§ WORK INSTRUCTIONS
Turn the listing below into a Markdown table with the columns "No." and "Text". Put each non-blank line in its own row, numbered in order.

§ PROVIDED DATA
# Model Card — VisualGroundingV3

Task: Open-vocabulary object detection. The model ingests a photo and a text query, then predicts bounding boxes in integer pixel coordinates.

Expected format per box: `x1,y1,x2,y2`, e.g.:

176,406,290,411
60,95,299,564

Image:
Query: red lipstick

§ EXPECTED ANSWER
| No. | Text |
|---|---|
| 1 | # Model Card — VisualGroundingV3 |
| 2 | Task: Open-vocabulary object detection. The model ingests a photo and a text query, then predicts bounding boxes in integer pixel coordinates. |
| 3 | Expected format per box: `x1,y1,x2,y2`, e.g.: |
| 4 | 176,406,290,411 |
| 5 | 60,95,299,564 |
| 6 | Image: |
| 7 | Query: red lipstick |